## Description of the task
Substitute "a single marker for each instance" for every occurrence of "one marker per instance" and reproduce the lines with nothing else changed. Omit the pictures.

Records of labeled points
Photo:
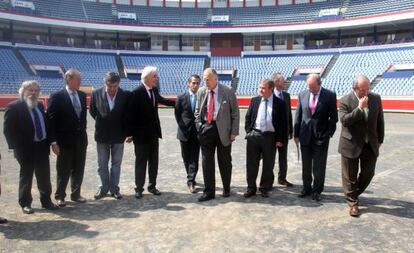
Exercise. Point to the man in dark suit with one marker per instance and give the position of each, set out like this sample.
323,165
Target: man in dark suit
265,126
282,150
187,132
362,134
315,124
145,129
108,107
26,132
217,120
67,119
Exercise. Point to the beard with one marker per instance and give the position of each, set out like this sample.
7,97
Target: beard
31,101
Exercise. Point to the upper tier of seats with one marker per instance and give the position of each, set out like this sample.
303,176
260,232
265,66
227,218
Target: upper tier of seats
173,16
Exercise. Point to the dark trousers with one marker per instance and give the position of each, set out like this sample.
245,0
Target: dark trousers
260,145
146,153
282,161
70,164
190,151
208,149
37,162
314,163
355,184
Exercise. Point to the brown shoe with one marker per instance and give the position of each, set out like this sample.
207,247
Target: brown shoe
354,211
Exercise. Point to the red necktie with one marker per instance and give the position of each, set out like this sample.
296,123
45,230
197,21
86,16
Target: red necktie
210,113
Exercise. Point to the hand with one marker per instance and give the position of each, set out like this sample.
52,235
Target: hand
296,139
363,103
56,149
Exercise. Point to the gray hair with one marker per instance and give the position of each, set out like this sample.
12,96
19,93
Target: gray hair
316,76
71,73
26,85
148,70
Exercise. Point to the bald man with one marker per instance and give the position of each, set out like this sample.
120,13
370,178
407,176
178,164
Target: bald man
217,121
362,134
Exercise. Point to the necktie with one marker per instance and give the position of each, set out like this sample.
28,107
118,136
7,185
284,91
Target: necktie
76,104
38,126
210,113
312,104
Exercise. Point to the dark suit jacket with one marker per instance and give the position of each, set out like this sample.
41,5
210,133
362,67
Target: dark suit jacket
110,126
319,127
65,126
19,129
143,120
278,117
355,128
185,117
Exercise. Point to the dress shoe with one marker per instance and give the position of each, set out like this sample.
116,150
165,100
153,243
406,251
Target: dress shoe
50,206
99,194
191,188
285,183
3,220
205,197
79,199
154,191
116,195
317,196
304,194
61,202
354,211
138,195
27,210
265,194
249,194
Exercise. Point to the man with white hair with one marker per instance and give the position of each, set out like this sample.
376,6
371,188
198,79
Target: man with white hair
26,132
145,129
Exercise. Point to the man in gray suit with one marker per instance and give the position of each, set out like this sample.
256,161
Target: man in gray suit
362,134
217,121
315,124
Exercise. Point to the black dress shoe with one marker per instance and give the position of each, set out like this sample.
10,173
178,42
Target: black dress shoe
79,199
249,194
205,197
3,220
27,210
154,191
285,183
99,194
116,195
317,196
304,193
138,195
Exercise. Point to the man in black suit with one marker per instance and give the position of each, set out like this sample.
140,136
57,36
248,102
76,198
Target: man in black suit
315,124
265,126
67,119
26,132
108,107
187,132
284,96
145,129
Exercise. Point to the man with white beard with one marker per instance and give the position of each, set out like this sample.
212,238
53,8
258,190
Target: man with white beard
26,133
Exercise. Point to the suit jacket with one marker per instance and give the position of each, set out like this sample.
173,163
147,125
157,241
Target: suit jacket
228,115
319,127
278,117
143,121
19,129
65,126
355,128
110,126
185,117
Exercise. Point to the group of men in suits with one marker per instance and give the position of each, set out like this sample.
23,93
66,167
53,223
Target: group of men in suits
208,120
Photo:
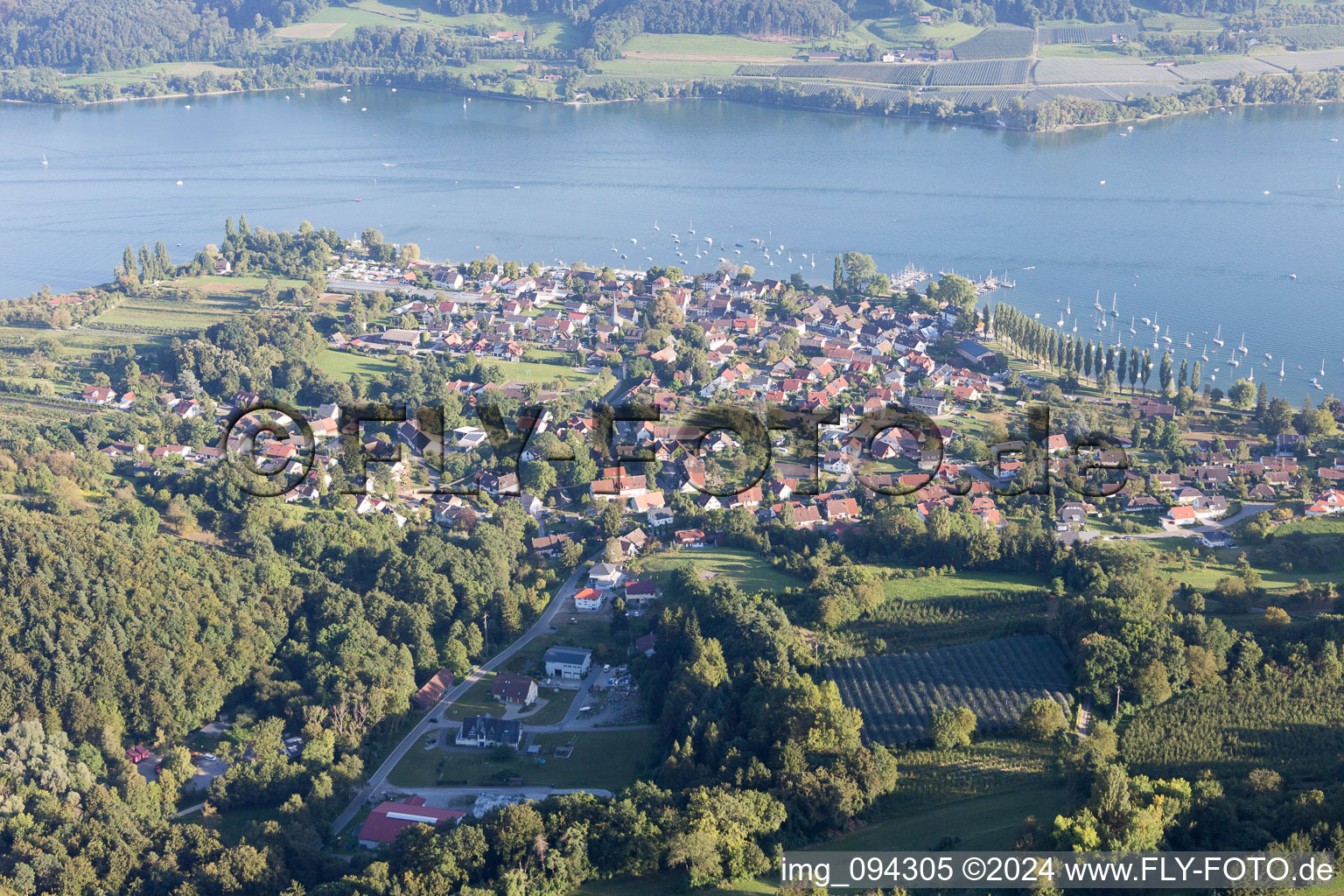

## Response
Photo:
Exercise. Point to the man in dark suit with a single marker for each instance and give the position of each, set out like this sample.
323,165
Target: man in dark suit
265,126
282,150
187,132
362,134
315,124
145,129
108,107
26,132
217,120
67,119
Exercise. Point to the beard with a single marker for each instance and give the position of each, set out like this sample.
7,97
Target: beard
31,101
Exercise. Point to the upper tier of seats with a single marker for each instance and give the position of each, set out like this sample.
303,176
260,232
265,66
227,218
Target: upper tier of seats
173,16
Exercise. Point to the dark trousers with a single marker for each instance and give the position of each, set out like this sample.
245,0
Target: dark trousers
260,145
146,153
282,161
70,164
190,151
208,149
37,162
314,163
355,184
Exercise. Point to the brown shoe with a single marker for each instance and give the position of each, set out like this sample.
207,247
Target: brown shoe
354,211
Exercise. Point to the red necktie with a single marker for each instance and give the position of each, set out like this sample.
296,123
45,230
197,21
86,16
Target: red necktie
210,113
Exercise. Point to the hand with a single marker for each instance and give the position of each, set out like this sample.
52,235
Target: hand
296,139
363,103
56,149
Exercise. Point to the gray hair with a single marker for each instance and give the position of each, set out like this sample.
12,96
19,93
Target: gray hair
316,76
71,73
26,85
148,70
Exercise. Point to the bald man with a single marker for each instance and give the position of each, set out like this sample.
120,13
370,178
407,176
178,164
Target: bald man
217,121
362,134
Exercise. Point to the necktie with a single marker for each instance and give the position of each, set out like this sample.
28,107
118,136
7,185
284,91
Target: necktie
76,104
38,126
210,113
312,104
Exercise. Point to the dark suit jacket with a single marker for each instance and give the position of each, set out like this sample.
41,5
210,133
362,67
Target: dark suit jacket
110,126
319,127
65,126
19,129
143,120
278,117
355,128
185,117
Exercise. Point to the dress shoe with a single marker for each instance and give the position of each, set out like this sample.
116,150
165,100
153,243
406,251
Target: dress shoe
50,206
99,194
191,188
285,183
3,220
205,197
79,199
154,191
116,195
317,196
304,194
61,202
354,211
138,195
27,210
265,194
249,194
Exercise. Point to the man with white hair with a single marker for each instance and give the position of each, set out like this sample.
376,6
371,188
198,79
Target: man with white hair
26,132
145,129
Exercise. Point to the man in gray suit with a single marker for each instance and give the position of each, set out like this sample.
256,161
Target: man in gray suit
362,134
217,121
315,124
Exercise. Point to the black dress shoe with a single marker for each instance and give the position of each, set out like this sample.
10,173
178,42
Target: black dress shoe
79,199
249,194
205,197
3,220
27,210
154,191
285,183
99,194
116,195
317,196
304,193
138,195
Exercise. Point to the man in black suit with a single marker for each instance and give the position of each, set out like this sample.
140,136
57,36
248,102
76,198
Target: man in black suit
315,124
265,126
67,119
26,132
108,107
187,132
284,96
145,129
Exercise. Point to the man with white beard with a single marker for each instance and give the position of each, set out like this sample.
212,238
53,8
258,190
Target: man with white beard
26,133
Exercise. Point to the suit jacket with a single marker for each instance and give the position of each, set out like this sample.
173,163
147,125
157,241
Target: suit jacket
228,115
319,127
278,117
143,121
19,129
65,126
355,128
110,126
185,117
Exercise. Point to the group of men in suits with a single marker for each instance and give the position of each, set out like this sample.
23,93
66,167
53,223
Target: group of men in suits
208,120
Photo:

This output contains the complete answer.